- **Selected excerpt**
Retroperitoneal schwannomas are rare, accounting for just 0.5–3.0% of all schwannomas and only 1% of all peritoneal neoplasias . As these tumors are usually asymptomatic and discovered by chance or in the course of the evaluation of an unrelated health problem, they may cause a delay in their early diagnosis and treatment. The ideal treatment for schwannoma is complete resection of the tumor and capsule without injuring the adherent organs .
With recent advances in the field of minimally invasive surgery, several laparoscopic approaches to retroperitoneal schwannomas have been reported [13, 14]. Laparoscopic surgery, which has become a useful and feasible option for this procedure, is associated with minimal invasiveness and early postoperative recovery. The medial-retroperitoneal approach is the surgical technique for laparoscopic right colectomy . The anatomical landmarks of the medial-retroperitoneal approach are the third portion of the duodenum, the mesenteric root of the terminal ileum, and the caudal portion of the cecum. This approach begins with an incision of the peritoneum at the base of the mesentery of the intestine. After lifting the cecum or the terminal ileum ventrally, the dissection is performed just dorsal to the right fusion fascia of Toldt and sufficiently to the cranial side and then continues medially to the second portion of the duodenum (Fig. 7a). We decided to perform this approach based on simulating the surgery using the 3D images obtained preoperatively. The medial-retroperitoneal approach is the preferred procedure in laparoscopic resection of retroperitoneal tumors because it involves wide dissection of the ventral side of the deep subperitoneal fascia and the surface of the duodenum and thus provides a favorable surgical field (Fig. 7b).
A retroperitoneal tumor can be in close contact with structures such as the duodenum, right renal vein, and IVC, which often require meticulous dissection to avoid damage. Thus, precise knowledge of the surgical anatomy of each patient is absolutely mandatory to ensure a safe operation. Since the SYNAPSE VINCENT can create 3D images based on preoperative CT images, so there is no burden on the patients and making it easier for the surgeon to visually recognize the anatomy and have a common understanding. In the fields of hepatic [3, 4] and thoracic surgery [5, 6] in particular, preoperative simulation has been widely used, and the safety and efficacy of 3D images for preoperative assessment have already been described [7,8,9,10]. The use of 3D images for retroperitoneal tumor resection, as in our case, is a very effective and new technique with few prior studies.
Preoperative simulation and intraoperative navigation with 3D images are useful methods to enhance the surgeon’s understanding of a patient’s specific anatomy and are especially effective when resecting a retroperitoneal tumor in an anatomically deep and complex location. Three-dimensional images can be rotated freely and visualized interactively from any angle to provide an overview of the 3D relationships of the retroperitoneal organs. In addition, information about the location of the tumor can be shared between each operator and doctors from other departments, ensuring secure resection in a narrow retroperitoneal space near important densely packed organs. This imaging technique not only is helpful for laparoscopic retroperitoneal procedures but is an excellent tool for the education of surgical trainees and for medical students studying surgical anatomy.

- **Data extracts**
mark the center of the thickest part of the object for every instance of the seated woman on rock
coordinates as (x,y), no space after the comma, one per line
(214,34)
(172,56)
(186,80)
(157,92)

- **What needs to be done**
Answer these questions using the passage on retroperitoneal schwannomas:
(a) What share of all schwannomas are retroperitoneal?
(b) What are the three anatomical landmarks of the medial-retroperitoneal approach?
(c) In which two surgical fields has preoperative simulation been widely used?

- **Reply**
(a) 0.5–3.0%
(b) The third portion of the duodenum, the mesenteric root of the terminal ileum, and the caudal portion of the cecum
(c) Hepatic surgery and thoracic surgery